TASK INPUT Block Start

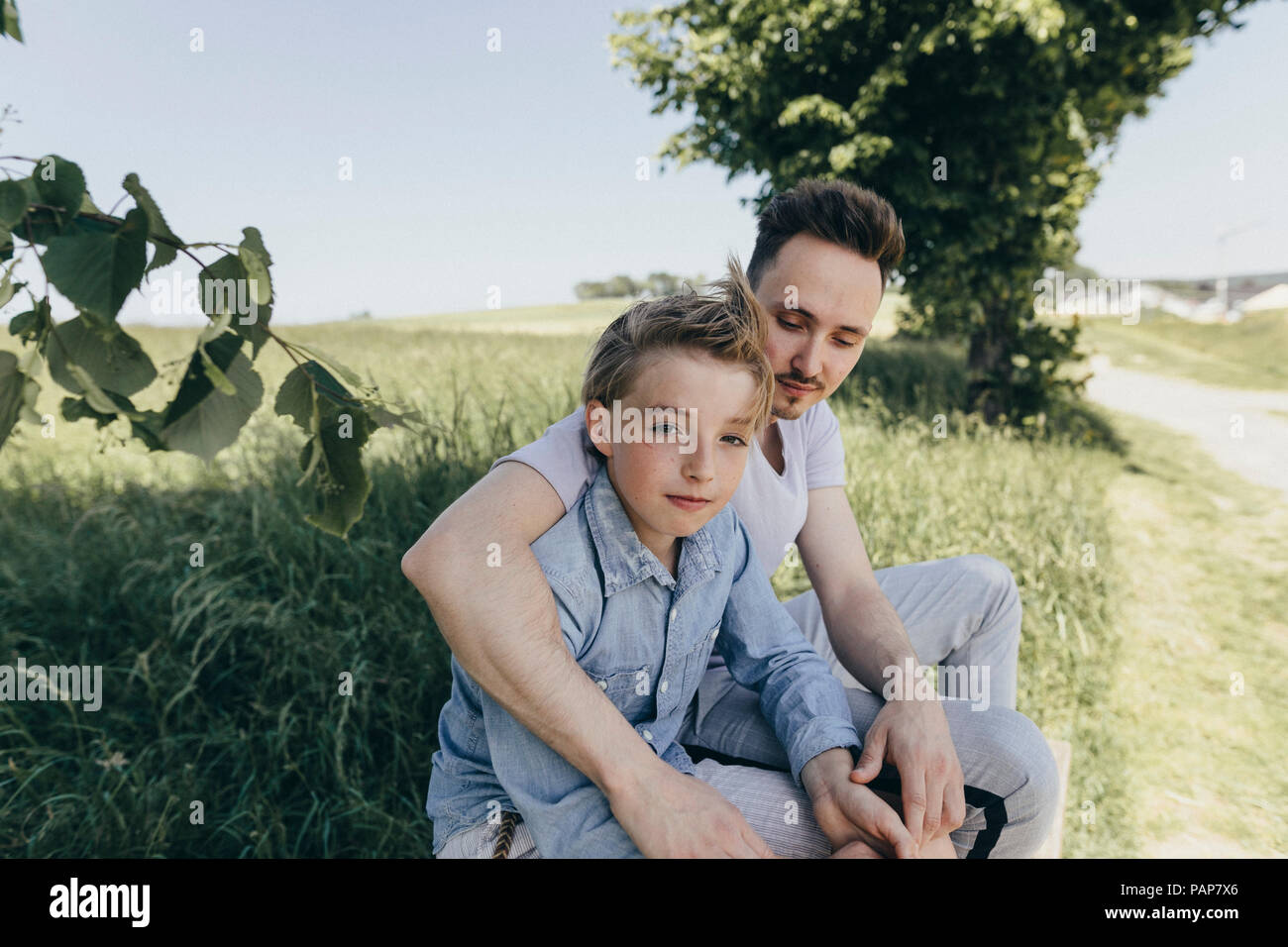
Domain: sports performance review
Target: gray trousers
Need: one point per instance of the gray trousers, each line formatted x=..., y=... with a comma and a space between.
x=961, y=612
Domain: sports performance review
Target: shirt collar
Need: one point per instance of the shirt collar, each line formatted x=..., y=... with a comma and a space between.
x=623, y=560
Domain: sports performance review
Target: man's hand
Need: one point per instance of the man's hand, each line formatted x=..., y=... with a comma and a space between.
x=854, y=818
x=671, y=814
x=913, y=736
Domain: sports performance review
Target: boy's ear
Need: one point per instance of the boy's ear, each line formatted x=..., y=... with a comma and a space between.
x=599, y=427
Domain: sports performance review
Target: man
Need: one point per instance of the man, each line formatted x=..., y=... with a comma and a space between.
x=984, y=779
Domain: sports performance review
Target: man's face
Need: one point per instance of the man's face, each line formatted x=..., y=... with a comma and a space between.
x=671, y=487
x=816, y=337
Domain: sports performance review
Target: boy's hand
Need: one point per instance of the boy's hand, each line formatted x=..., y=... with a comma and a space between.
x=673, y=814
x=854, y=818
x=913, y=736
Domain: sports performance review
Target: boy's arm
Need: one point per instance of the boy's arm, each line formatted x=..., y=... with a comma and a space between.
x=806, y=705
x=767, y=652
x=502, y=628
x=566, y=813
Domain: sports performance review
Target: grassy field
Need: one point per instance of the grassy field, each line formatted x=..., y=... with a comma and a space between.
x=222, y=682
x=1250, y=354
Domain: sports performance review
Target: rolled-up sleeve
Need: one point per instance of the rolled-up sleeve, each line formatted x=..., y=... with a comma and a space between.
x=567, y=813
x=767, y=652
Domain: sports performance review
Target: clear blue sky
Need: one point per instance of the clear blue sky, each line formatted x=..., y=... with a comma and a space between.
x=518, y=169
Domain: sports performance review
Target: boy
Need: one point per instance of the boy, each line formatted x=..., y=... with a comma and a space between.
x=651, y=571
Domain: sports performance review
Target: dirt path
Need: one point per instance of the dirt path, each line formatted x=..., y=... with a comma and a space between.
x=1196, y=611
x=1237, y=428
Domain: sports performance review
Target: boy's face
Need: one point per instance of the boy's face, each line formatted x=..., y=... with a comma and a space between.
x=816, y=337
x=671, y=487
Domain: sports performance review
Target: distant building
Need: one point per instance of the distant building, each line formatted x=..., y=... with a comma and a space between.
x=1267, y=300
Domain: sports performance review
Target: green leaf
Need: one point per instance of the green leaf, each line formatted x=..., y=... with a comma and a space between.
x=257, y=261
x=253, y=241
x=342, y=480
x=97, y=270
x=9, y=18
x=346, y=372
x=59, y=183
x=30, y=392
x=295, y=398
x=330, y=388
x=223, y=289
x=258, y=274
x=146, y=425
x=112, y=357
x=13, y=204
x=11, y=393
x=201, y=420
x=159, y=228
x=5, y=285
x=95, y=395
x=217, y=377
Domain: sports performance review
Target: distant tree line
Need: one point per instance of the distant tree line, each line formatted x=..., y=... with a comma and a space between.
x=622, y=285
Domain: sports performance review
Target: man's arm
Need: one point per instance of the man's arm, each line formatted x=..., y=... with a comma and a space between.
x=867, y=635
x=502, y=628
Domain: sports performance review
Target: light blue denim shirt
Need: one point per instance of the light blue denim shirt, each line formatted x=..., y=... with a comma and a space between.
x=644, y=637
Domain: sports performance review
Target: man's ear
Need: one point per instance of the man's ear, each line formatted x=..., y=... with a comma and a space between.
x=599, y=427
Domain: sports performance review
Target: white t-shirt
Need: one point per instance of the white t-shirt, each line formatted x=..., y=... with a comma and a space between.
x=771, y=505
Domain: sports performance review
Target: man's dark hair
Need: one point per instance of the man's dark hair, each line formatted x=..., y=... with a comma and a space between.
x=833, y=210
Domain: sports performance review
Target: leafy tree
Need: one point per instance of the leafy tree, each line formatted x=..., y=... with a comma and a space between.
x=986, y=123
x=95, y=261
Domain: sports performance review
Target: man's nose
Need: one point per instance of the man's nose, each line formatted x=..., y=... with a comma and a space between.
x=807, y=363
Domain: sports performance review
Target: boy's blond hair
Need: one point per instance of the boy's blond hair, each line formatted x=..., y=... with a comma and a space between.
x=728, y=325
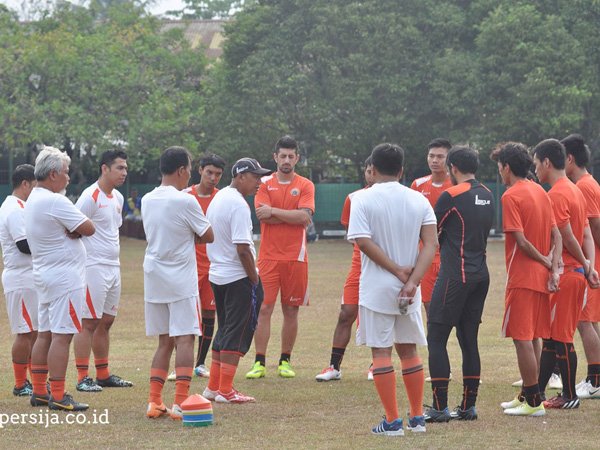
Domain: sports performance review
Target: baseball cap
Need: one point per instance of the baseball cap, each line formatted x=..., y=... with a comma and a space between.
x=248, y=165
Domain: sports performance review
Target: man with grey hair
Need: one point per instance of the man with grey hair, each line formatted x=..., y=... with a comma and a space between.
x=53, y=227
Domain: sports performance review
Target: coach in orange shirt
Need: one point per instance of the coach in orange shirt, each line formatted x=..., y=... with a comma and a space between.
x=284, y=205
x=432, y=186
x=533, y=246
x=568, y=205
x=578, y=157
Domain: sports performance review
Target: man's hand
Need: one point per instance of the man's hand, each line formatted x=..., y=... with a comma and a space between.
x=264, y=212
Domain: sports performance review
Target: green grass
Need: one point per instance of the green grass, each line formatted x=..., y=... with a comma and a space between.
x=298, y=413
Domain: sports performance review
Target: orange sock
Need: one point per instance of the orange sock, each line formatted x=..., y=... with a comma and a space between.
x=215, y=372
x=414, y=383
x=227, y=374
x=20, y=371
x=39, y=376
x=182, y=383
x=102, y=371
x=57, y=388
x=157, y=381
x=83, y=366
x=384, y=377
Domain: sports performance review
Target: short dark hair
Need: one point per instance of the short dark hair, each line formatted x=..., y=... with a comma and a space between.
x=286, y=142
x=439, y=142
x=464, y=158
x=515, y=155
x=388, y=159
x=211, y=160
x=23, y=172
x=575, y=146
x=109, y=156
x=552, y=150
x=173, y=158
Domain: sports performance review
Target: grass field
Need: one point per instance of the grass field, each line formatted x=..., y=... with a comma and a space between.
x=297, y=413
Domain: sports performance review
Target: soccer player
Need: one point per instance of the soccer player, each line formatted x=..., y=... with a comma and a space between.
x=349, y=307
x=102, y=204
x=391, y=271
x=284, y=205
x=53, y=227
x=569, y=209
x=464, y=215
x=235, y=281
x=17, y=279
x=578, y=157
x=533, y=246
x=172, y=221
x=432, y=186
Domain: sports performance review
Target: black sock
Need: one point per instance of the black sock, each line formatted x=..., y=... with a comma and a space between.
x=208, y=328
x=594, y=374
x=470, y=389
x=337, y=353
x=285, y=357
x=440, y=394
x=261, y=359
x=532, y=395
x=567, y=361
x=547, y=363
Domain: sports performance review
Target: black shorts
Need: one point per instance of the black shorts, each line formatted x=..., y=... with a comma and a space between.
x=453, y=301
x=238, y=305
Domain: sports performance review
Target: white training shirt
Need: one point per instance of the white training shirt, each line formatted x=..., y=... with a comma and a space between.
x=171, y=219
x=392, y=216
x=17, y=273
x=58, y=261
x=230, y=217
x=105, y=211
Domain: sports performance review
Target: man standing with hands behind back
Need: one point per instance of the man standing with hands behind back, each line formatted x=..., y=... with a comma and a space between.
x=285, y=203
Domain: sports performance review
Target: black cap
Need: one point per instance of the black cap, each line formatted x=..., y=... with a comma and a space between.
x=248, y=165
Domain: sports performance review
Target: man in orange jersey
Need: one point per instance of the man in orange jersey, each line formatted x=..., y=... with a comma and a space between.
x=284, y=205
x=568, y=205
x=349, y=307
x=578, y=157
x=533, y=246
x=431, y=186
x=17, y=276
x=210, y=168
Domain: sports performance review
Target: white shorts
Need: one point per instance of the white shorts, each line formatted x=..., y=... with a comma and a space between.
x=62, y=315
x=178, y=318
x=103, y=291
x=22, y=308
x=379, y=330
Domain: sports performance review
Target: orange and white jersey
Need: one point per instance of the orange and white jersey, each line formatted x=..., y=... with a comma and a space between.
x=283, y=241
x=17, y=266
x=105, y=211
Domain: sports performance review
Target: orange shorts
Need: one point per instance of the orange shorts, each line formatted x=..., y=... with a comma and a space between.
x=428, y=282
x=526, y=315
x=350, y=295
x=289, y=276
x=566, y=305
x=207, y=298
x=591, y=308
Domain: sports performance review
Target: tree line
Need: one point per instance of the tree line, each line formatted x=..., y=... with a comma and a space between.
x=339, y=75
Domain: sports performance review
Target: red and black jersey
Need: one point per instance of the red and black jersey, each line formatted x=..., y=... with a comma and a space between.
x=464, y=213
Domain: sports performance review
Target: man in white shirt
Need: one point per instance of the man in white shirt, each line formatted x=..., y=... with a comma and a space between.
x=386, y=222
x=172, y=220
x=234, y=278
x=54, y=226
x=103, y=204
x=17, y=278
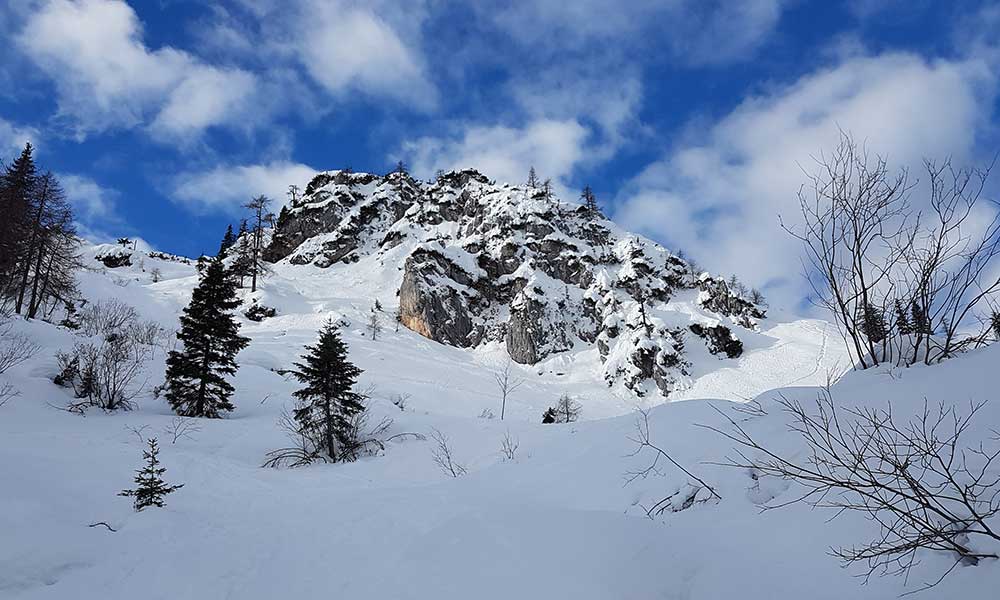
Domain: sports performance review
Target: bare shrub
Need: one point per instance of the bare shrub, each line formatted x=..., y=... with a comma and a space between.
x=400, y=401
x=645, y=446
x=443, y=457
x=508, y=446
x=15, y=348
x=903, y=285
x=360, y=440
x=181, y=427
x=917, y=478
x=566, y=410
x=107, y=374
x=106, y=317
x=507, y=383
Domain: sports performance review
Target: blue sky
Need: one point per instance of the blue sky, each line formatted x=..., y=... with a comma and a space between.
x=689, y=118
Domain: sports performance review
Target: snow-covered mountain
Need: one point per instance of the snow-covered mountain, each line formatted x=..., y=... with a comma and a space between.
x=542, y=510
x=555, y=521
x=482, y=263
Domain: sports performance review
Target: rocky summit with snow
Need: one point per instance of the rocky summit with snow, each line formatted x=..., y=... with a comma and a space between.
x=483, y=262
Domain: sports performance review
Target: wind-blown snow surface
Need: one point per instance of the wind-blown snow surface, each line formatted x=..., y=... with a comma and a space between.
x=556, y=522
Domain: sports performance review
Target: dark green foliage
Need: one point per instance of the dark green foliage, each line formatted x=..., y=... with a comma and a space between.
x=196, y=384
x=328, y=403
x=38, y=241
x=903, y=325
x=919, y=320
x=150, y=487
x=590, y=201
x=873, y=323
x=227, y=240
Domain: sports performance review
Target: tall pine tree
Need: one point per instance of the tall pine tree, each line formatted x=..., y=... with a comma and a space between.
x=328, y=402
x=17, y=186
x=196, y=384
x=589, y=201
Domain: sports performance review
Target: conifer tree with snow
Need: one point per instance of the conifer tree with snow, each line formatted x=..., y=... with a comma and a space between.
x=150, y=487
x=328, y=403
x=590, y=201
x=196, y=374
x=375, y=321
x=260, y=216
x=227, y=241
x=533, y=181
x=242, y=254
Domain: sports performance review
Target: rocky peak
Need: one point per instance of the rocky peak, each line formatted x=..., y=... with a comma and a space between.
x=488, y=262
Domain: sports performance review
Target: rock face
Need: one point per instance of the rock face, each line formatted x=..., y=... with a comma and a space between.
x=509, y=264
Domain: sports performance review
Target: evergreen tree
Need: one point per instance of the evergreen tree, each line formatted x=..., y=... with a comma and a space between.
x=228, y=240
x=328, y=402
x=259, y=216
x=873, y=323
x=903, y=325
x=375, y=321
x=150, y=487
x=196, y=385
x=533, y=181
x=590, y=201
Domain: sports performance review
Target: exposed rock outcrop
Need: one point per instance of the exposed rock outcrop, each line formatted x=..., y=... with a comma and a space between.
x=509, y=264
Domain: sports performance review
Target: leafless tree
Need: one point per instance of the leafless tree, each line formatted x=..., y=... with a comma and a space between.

TASK INPUT Block End

**HOW TO COMPLETE THIS TASK:**
All lines in the records with the string "leafless" should be copied out.

**RESPONSE BELOW:**
Target: leafless tree
Need: one point per instance of the leafless tree, each line formatted x=..., y=... with a comma and a space between.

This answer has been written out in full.